Task a
Please reproduce the Algerian fir description in full, word for word.

Article

○ ○ ○ ○ ○

Abies numidica de Lannoy ex Carrière

Pinaceae

Endemic to a very small area of the Djebel Babor Mountains in northern Algeria where it is threatened by a combination of fire, fuel-wood collection and grazing by cattle and goats.

Associated Names:

Algerian fir, Algerian silver fir, Sapin d'Algerie, Sapin de Babors and Sapin de Numidie

Description

Habit

Tree up to 20m tall, dbh 0.5‒1m; crown broadly pyramidal, dense and irregular when old. Bark fissured and scaly, dark grey brown when old. Lower branches sweeping down, middle branches horizontal, upper ascending. Vegetative buds ovoid or broadly conical, not resinous.

Foliage

Leaves spirally arranged all round shoot, shaded foliage parted, 15‒20 x 2‒3mm, twisted or curved at base, linear, flattened, keeled with a prominent midrib below, glaucous green, stomata whitish complete bands below and a large patch near the apex above and tapering down the mid-line, apex obtuse.

Cones

Male cones lateral, crowded, 1‒2.5cm long, yellowish. Female cones erect, cylindrical, 12‒18 x 4‒6 cm, maturing pale purplish brown, bracts included. Seeds 6‒8mm, light brown, winged

Notes

The name Abies numidica is the most widely accepted name in use in modern-day publications; Farjon (2001) and Farjon and Page (1999). Rarely is one of its older synonyms used although the name Abies pinsapo Boiss. var. numidica (de Lannoy ex Carriere) Solomon has recently been used by Eckenwalder (2010).

○ ○ ○ ○ ○

Supplied data
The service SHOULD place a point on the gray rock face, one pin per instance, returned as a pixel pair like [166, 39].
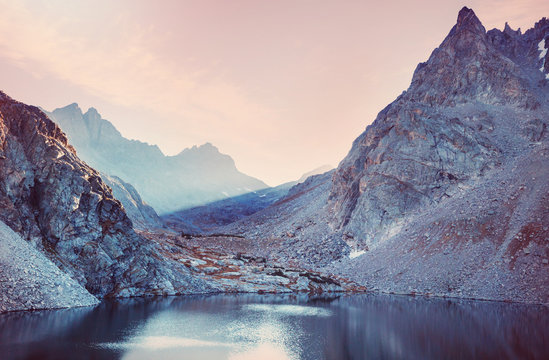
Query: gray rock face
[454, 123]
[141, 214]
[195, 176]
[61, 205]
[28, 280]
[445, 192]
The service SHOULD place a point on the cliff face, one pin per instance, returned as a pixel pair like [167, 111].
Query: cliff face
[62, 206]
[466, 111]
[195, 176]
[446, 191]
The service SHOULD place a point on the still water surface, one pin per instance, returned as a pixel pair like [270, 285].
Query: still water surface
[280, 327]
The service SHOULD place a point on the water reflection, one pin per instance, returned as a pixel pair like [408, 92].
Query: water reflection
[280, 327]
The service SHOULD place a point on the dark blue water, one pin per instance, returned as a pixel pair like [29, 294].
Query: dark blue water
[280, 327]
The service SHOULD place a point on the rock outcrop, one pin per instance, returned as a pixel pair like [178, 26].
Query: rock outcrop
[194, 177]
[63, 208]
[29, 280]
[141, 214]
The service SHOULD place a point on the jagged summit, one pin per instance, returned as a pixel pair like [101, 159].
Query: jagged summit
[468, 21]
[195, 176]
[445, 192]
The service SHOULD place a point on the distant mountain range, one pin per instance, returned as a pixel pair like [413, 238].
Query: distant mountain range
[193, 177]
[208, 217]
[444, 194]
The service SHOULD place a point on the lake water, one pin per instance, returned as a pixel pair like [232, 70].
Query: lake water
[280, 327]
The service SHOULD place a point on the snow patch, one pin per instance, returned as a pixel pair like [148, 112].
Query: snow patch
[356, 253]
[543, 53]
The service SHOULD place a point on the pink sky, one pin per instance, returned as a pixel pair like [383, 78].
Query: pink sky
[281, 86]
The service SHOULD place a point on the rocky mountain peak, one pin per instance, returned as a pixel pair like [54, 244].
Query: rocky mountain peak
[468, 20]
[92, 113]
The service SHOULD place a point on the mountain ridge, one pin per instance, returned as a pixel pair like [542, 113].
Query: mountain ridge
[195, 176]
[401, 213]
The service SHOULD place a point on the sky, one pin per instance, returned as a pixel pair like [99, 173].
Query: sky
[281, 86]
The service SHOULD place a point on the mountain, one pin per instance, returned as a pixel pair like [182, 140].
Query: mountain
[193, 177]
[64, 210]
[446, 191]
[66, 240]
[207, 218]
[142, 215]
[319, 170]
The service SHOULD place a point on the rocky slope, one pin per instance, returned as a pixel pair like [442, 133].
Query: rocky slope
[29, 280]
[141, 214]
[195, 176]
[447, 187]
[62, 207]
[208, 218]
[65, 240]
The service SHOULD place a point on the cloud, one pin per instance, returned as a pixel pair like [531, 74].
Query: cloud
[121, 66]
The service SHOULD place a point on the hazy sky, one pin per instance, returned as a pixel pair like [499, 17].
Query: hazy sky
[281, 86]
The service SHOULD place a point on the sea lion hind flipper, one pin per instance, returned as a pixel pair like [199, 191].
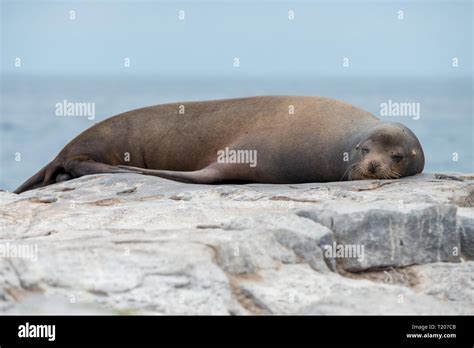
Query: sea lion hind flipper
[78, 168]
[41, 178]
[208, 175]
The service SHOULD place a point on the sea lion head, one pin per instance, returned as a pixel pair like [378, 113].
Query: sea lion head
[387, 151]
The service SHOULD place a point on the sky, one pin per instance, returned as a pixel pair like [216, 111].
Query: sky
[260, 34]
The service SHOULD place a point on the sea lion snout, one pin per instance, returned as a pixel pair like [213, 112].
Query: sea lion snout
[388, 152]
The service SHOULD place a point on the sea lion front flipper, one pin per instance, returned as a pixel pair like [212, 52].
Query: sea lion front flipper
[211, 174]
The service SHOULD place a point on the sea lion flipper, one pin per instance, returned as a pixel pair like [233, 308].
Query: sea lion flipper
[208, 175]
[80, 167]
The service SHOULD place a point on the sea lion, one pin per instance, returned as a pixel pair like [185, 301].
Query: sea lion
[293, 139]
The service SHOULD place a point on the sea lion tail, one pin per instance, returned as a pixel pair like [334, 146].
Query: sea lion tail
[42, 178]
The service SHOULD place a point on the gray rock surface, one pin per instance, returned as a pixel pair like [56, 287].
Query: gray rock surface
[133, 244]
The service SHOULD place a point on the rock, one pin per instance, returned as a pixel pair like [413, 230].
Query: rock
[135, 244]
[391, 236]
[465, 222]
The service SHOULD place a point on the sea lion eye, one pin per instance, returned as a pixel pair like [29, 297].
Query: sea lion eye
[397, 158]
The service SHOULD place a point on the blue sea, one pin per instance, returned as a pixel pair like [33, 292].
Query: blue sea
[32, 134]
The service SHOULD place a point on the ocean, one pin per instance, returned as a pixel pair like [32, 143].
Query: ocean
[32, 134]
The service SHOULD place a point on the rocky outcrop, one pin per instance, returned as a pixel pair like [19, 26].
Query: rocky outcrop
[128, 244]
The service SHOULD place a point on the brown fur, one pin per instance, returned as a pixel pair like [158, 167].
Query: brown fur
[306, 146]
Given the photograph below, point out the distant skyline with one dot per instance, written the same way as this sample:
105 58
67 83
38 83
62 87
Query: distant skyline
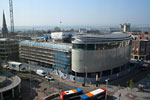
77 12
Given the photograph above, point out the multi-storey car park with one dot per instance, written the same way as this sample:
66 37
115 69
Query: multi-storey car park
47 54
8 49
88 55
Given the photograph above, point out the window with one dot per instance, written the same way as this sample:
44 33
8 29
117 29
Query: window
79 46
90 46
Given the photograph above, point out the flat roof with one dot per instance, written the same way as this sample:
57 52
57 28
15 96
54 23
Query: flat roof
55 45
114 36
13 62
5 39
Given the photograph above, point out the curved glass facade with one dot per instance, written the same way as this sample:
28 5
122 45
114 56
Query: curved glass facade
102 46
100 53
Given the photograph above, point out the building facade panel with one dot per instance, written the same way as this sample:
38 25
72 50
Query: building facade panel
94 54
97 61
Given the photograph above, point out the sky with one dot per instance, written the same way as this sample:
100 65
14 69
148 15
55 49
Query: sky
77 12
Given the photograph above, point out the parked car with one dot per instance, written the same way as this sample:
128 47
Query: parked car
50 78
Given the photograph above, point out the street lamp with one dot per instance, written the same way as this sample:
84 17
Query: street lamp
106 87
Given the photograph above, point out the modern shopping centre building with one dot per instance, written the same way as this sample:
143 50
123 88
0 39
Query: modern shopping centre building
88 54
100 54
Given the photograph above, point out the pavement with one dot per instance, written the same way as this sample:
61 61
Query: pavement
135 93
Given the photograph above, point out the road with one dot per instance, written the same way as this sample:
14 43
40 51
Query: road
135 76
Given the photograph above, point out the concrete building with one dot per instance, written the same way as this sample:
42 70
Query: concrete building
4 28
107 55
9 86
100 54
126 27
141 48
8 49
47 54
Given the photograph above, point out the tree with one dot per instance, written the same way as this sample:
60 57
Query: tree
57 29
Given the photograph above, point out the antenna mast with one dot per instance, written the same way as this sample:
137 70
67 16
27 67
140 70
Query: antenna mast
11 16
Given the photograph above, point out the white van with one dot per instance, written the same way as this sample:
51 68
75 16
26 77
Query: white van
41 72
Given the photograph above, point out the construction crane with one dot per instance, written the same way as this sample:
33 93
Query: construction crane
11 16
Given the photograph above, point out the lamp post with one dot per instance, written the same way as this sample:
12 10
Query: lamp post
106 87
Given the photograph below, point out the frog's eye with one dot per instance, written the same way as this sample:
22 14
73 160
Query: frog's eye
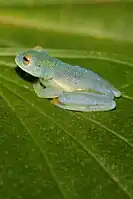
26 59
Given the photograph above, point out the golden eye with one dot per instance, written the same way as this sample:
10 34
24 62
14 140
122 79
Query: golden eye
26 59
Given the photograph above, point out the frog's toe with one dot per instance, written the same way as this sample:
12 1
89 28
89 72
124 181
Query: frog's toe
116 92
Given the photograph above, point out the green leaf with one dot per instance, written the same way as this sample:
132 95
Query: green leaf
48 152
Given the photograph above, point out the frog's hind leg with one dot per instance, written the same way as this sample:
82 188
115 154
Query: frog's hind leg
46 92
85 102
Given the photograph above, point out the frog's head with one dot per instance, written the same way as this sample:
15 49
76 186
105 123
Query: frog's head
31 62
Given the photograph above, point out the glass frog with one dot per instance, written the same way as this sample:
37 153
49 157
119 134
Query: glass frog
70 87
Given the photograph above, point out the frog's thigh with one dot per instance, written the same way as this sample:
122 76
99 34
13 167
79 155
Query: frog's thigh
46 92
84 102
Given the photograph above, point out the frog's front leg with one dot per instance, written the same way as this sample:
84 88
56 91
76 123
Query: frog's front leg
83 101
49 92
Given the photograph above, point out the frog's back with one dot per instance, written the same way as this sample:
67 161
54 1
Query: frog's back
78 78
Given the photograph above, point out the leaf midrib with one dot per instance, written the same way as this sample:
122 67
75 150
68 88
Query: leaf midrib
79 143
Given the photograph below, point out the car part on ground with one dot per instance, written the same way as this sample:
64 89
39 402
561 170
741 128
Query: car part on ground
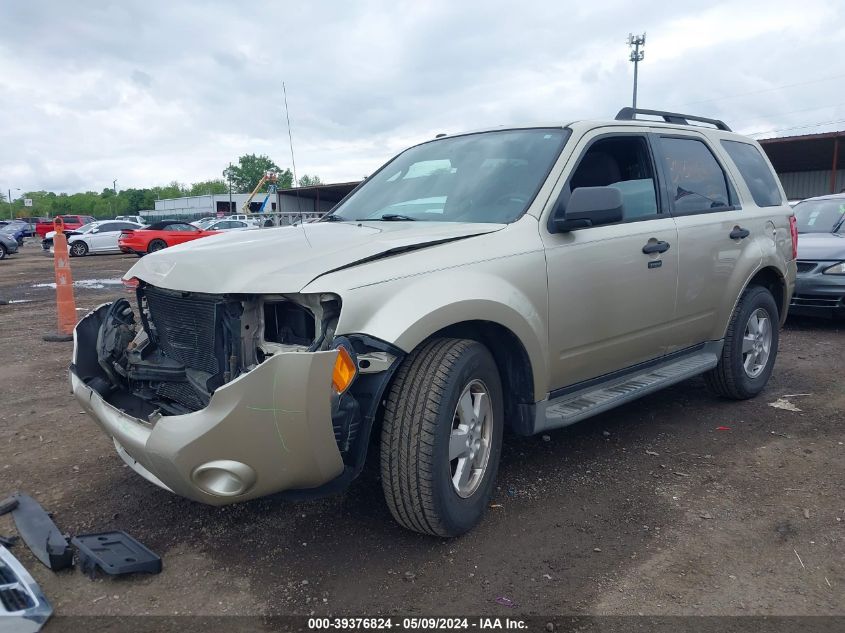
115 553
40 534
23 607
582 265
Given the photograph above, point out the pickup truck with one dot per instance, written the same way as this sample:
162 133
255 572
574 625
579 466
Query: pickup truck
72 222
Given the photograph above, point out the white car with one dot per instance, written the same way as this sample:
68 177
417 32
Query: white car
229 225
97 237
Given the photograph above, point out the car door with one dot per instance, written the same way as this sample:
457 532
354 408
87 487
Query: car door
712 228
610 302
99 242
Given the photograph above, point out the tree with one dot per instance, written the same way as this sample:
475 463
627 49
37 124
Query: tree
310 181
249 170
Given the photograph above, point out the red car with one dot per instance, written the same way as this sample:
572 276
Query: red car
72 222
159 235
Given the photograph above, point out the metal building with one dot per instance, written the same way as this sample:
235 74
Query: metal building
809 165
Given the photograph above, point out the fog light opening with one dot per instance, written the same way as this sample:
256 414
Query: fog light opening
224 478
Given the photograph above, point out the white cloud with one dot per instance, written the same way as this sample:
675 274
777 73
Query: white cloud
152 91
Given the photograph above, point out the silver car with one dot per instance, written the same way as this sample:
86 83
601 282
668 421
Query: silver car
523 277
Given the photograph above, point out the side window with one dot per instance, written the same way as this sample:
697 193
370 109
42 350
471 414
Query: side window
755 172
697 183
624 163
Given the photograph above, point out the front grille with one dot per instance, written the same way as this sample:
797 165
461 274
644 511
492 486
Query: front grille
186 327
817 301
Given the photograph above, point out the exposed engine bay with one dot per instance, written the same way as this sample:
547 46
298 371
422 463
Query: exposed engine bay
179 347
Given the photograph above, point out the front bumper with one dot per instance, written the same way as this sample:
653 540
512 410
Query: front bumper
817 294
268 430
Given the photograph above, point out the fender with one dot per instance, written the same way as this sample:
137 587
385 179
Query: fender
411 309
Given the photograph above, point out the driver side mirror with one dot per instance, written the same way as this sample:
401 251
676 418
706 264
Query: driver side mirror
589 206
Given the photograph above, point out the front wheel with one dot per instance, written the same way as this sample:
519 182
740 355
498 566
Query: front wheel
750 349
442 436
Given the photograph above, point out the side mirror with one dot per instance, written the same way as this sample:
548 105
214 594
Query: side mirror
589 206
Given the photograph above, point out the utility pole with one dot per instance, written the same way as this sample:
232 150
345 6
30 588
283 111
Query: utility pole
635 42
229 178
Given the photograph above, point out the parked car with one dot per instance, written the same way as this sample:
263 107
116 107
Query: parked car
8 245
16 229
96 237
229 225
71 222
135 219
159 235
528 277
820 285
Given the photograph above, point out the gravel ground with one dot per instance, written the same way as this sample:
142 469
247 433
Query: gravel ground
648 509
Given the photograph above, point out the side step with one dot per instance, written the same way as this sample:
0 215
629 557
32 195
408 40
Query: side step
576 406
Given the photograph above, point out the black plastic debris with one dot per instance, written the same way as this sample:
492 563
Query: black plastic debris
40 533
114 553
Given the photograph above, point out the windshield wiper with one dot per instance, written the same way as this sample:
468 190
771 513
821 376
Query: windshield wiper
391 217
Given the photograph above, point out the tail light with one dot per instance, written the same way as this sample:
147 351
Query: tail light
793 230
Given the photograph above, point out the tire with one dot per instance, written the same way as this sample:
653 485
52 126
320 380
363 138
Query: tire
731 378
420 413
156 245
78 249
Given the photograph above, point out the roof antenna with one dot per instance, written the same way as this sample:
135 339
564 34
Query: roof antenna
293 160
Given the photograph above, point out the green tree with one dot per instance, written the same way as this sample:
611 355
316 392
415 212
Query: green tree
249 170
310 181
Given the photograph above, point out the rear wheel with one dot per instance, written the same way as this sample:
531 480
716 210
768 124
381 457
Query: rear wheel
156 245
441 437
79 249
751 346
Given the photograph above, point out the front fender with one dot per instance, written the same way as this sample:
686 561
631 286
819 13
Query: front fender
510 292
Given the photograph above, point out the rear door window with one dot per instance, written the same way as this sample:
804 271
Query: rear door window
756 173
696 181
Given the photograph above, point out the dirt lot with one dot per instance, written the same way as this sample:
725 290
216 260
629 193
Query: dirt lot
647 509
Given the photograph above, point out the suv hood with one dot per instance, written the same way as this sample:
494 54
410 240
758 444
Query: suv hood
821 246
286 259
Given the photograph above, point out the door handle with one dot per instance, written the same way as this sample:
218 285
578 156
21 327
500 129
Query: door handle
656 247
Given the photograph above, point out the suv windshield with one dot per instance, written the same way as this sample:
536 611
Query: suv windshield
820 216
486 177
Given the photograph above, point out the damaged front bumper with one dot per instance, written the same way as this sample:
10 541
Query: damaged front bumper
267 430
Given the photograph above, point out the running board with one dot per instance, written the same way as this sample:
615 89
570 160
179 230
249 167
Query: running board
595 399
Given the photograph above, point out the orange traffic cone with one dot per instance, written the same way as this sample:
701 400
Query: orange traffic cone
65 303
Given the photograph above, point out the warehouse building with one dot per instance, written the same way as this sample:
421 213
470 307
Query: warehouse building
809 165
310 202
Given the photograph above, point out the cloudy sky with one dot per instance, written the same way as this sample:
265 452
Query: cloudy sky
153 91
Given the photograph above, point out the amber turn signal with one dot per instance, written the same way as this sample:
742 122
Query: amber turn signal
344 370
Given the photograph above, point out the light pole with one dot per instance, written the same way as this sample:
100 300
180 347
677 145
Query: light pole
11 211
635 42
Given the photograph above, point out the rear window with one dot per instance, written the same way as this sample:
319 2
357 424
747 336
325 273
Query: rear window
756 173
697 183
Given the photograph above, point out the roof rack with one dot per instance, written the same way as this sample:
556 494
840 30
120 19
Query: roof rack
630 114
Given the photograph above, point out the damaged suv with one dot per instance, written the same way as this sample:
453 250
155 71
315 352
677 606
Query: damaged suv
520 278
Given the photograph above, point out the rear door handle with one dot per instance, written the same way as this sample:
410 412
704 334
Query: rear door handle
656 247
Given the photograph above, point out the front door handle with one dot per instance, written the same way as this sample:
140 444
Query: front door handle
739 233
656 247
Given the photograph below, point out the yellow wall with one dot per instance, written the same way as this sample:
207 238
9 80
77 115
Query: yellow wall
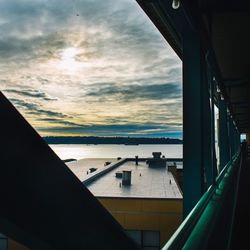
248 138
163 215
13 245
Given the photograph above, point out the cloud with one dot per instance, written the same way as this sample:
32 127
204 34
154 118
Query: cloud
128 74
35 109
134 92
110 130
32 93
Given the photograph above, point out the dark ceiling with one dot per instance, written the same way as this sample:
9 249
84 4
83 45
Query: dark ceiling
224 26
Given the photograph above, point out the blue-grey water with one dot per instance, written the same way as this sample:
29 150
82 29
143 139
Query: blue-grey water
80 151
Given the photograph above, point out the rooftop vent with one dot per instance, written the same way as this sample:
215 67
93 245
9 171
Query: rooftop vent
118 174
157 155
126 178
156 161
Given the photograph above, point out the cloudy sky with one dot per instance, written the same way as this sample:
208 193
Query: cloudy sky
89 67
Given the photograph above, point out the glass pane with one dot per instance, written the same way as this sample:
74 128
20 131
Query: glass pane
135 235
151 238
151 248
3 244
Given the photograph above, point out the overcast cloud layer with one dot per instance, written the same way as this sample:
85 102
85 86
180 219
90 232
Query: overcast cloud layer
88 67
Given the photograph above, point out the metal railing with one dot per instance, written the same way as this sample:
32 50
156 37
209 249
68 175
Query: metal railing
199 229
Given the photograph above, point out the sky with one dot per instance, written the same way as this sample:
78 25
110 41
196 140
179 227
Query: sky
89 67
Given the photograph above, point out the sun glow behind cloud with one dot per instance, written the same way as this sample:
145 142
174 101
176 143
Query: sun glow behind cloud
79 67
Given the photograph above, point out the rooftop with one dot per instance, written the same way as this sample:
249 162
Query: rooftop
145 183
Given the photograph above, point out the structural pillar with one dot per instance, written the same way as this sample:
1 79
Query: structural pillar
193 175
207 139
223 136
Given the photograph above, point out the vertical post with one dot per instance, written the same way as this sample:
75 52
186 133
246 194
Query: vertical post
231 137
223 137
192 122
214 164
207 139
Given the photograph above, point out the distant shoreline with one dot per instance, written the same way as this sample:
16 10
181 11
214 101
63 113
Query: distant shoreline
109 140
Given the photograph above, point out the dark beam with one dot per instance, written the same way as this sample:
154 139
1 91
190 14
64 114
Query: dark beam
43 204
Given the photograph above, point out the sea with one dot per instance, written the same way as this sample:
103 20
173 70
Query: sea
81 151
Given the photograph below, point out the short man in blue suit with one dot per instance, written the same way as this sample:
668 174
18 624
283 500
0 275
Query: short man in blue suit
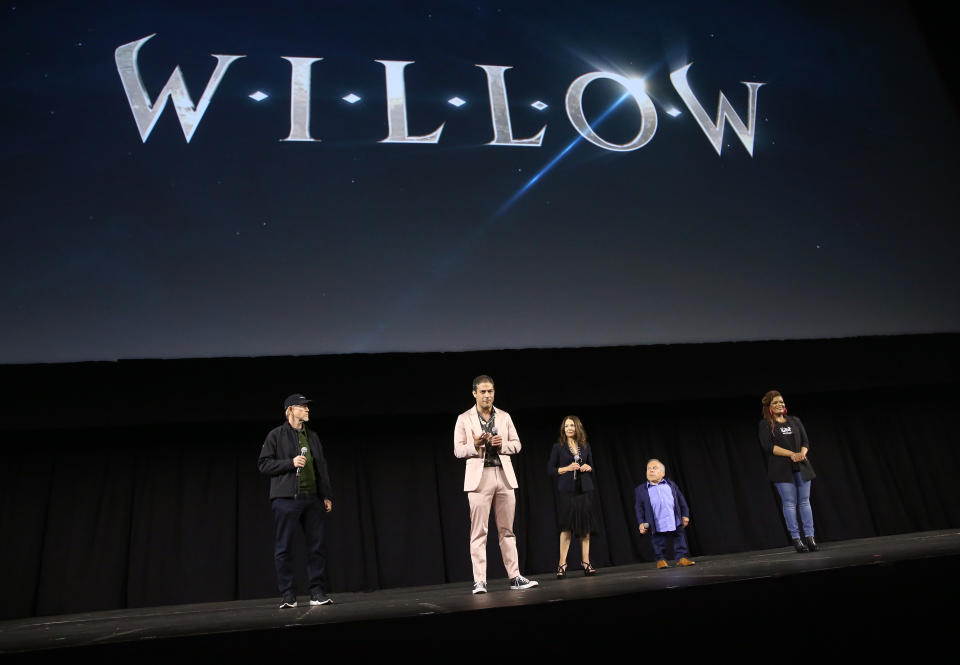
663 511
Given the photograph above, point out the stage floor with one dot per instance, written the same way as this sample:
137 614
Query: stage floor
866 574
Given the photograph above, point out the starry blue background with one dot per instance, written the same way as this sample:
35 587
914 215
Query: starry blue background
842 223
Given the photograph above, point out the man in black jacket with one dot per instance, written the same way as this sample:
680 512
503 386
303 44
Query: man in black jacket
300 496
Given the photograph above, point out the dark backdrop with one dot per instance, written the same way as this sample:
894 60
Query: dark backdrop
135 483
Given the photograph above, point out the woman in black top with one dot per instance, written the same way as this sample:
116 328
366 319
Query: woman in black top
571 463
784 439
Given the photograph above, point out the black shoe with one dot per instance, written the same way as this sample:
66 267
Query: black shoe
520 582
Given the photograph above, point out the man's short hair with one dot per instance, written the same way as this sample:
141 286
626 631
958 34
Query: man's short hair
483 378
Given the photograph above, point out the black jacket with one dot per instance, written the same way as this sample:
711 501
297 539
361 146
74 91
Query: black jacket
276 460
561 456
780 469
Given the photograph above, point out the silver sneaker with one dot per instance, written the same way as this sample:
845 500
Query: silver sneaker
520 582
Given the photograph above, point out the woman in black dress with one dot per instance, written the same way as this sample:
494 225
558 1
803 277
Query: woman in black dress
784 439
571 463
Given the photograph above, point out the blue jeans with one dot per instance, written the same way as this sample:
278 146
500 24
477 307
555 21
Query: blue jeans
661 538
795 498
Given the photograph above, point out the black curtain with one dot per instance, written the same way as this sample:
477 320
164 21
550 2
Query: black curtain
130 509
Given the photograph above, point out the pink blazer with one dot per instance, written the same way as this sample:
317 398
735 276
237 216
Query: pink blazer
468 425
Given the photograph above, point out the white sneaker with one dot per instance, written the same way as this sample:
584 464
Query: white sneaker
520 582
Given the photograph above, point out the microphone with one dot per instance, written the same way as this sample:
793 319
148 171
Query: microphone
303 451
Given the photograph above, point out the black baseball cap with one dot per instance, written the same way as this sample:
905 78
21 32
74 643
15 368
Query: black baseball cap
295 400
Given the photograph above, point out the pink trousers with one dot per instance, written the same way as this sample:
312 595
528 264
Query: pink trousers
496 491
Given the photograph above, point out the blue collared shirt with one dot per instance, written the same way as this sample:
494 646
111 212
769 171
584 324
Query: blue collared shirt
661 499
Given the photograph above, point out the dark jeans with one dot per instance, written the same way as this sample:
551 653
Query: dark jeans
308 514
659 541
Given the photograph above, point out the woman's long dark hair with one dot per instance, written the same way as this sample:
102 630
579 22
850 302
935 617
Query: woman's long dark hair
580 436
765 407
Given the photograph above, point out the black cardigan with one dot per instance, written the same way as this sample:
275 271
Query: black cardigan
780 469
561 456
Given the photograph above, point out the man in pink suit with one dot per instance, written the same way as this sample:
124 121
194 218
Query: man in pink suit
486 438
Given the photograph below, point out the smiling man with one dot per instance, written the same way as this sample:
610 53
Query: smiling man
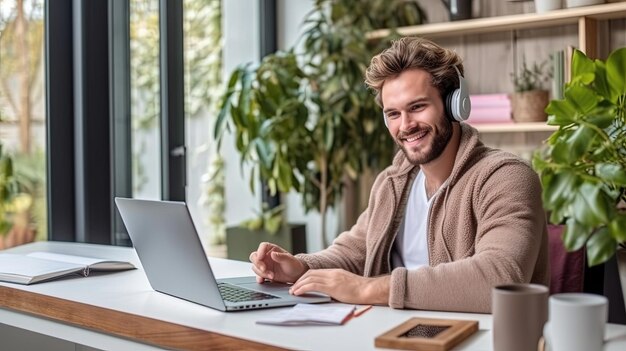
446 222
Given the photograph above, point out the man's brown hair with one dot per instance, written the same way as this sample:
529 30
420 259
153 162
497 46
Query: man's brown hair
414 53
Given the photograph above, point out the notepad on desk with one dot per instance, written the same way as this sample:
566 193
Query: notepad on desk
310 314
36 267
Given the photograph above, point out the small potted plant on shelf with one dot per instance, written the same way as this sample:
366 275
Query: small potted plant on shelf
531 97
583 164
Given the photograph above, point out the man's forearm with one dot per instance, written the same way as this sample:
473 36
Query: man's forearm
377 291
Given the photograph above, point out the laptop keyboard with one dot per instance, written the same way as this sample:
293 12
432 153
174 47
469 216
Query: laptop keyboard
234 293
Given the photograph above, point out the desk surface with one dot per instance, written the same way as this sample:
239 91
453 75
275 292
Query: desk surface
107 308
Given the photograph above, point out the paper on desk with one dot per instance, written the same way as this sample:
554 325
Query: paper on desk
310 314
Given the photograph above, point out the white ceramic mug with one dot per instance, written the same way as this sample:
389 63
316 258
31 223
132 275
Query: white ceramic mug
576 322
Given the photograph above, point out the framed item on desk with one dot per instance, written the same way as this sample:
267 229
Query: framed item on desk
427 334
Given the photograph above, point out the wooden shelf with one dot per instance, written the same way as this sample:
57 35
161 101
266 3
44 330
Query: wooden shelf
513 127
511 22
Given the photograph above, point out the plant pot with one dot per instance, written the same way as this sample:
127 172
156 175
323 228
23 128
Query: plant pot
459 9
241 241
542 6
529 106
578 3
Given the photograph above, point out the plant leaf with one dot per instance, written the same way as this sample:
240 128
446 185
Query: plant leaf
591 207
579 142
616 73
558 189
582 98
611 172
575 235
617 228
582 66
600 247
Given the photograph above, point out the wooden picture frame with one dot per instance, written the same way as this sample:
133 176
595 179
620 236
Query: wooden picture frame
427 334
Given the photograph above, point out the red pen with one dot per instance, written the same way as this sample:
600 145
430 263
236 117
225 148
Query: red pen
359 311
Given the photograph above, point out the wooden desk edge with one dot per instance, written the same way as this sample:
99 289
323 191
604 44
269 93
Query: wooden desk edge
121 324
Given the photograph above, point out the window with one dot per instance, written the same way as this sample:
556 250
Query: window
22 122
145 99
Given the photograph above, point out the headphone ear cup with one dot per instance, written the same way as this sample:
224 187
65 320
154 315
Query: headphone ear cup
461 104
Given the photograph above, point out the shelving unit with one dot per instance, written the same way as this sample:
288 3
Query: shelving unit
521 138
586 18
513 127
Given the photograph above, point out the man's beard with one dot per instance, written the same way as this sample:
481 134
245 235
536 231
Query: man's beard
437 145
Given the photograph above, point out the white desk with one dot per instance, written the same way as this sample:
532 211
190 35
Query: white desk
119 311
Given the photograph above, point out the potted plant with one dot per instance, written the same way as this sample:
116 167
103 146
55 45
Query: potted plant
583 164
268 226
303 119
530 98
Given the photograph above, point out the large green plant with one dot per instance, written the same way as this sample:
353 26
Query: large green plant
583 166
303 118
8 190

○ ○ ○ ○ ○

Task b
Turn the records, from the line containing "Given the photograph above, point out the potted" through the end of the records, into a numbered list with blank lines omitted, and give only those lines.

Exercise solution a
Abies numidica de Lannoy ex Carrière

Pinaceae

Endemic to a very small area of the Djebel Babor Mountains in northern Algeria where it is threatened by a combination of fire, fuel-wood collection and grazing by cattle and goats.

Associated Names:

Algerian fir, Algerian silver fir, Sapin d'Algerie, Sapin de Babors and Sapin de Numidie

Description

Habit

Tree up to 20m tall, dbh 0.5‒1m; crown broadly pyramidal, dense and irregular when old. Bark fissured and scaly, dark grey brown when old. Lower branches sweeping down, middle branches horizontal, upper ascending. Vegetative buds ovoid or broadly conical, not resinous.

Foliage

Leaves spirally arranged all round shoot, shaded foliage parted, 15‒20 x 2‒3mm, twisted or curved at base, linear, flattened, keeled with a prominent midrib below, glaucous green, stomata whitish complete bands below and a large patch near the apex above and tapering down the mid-line, apex obtuse.

Cones

Male cones lateral, crowded, 1‒2.5cm long, yellowish. Female cones erect, cylindrical, 12‒18 x 4‒6 cm, maturing pale purplish brown, bracts included. Seeds 6‒8mm, light brown, winged

Notes

The name Abies numidica is the most widely accepted name in use in modern-day publications; Farjon (2001) and Farjon and Page (1999). Rarely is one of its older synonyms used although the name Abies pinsapo Boiss. var. numidica (de Lannoy ex Carriere) Solomon has recently been used by Eckenwalder (2010).

Exercise solution b
1. Given the photograph above, point out the potted plant with one dot per instance, written the same way as this sample:
2. 116 167
3. 103 146
4. 55 45
5. Query: potted plant
6. 583 164
7. 268 226
8. 303 119
9. 530 98
10. Given the photograph above, point out the large green plant with one dot per instance, written the same way as this sample:
11. 353 26
12. Query: large green plant
13. 583 166
14. 303 118
15. 8 190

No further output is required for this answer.